* [EXCERPTED TEXT]:
3. The proposed solution to the high-FSD problem in section 4 should be compared to the solution to the same problem presented by Hogan et al. (2019, appendix). Their solution is derived from theoretical distributions, rather than by trying to minimize an error against a benchmark calculation in which several other errors (notably in overlap) are also present.  The structure of the present manuscript is a little frustrating - section 3 contains some puzzling errors that are only addressed, or even properly mentioned, when the reader gets to section 4. Why not flag up the need to address the problem sooner in the paper?

SPECIFIC COMMENTS

4. Abstract line 6: while the optically thicker part could be used to represent convection, most clouds are not convection and the use of a thicker and thinner parts are simply a first-order approximation to the horizontal distribution of optical depth that is found in stratiform clouds.

5. Figure 1: Caption should stress that this is a schematic; the vertical resolution shown here is coarser than any operational model.

* [WHAT IS BEING ASKED]:
In the review comments, what should the Figure 1 caption stress? The material that comes next has nothing to do with the review comments.

* [SUPPLIED MATERIAL]:
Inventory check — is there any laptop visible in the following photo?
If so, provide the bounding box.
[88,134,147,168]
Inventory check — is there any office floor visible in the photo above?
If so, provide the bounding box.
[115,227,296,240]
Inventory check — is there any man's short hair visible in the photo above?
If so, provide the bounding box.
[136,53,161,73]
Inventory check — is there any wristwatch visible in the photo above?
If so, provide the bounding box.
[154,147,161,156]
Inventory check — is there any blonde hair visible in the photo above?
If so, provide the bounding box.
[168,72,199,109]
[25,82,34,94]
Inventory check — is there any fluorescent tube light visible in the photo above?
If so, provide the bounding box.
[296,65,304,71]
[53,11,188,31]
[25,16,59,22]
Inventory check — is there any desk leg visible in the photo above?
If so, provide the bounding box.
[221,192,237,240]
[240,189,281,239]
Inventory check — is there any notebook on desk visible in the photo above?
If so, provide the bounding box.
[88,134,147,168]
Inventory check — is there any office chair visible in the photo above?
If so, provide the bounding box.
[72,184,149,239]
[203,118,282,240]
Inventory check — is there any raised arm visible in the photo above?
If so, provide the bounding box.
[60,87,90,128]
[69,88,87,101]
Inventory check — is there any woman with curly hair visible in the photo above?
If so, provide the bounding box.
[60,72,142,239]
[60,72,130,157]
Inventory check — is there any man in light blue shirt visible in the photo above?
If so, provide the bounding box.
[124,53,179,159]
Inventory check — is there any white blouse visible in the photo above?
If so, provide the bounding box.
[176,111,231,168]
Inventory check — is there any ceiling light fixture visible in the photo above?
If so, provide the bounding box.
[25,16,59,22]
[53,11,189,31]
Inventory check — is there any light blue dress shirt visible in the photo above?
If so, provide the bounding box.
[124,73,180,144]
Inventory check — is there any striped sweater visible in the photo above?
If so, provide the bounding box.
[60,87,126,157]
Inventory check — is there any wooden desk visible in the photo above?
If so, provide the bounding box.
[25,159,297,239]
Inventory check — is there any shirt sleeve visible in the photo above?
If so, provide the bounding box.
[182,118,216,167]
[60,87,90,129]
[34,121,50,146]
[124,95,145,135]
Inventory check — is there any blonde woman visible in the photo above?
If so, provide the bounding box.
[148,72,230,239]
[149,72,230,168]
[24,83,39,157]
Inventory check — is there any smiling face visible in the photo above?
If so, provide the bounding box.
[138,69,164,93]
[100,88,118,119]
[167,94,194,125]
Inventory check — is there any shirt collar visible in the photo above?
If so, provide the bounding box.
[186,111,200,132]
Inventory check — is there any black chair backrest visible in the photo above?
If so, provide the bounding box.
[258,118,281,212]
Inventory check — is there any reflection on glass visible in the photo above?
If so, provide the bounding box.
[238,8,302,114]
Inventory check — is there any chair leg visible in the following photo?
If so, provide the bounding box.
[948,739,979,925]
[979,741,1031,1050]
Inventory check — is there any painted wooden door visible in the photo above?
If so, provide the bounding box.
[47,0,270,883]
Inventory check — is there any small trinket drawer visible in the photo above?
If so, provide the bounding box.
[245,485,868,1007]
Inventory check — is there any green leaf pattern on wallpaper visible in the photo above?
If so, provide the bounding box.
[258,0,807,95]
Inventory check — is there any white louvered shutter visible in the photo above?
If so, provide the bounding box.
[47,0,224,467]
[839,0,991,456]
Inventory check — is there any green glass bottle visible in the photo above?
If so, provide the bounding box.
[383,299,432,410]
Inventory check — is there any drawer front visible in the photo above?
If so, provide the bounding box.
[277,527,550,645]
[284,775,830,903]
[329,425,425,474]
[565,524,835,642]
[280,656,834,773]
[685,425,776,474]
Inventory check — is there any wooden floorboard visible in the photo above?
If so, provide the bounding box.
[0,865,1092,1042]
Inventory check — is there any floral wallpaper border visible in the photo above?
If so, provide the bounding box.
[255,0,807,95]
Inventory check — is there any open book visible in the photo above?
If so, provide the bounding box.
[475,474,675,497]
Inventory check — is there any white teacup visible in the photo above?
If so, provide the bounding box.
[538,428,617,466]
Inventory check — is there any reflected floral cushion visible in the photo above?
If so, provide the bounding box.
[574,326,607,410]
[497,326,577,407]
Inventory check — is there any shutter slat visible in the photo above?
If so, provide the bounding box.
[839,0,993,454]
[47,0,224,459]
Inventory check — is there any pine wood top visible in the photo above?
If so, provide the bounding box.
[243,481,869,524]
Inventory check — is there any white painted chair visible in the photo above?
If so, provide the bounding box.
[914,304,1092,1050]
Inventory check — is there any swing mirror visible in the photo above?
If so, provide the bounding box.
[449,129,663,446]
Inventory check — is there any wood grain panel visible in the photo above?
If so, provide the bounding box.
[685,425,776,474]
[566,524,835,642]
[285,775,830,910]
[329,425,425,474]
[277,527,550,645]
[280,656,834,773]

* [ANSWER TO THIS TASK]:
That the figure is a schematic.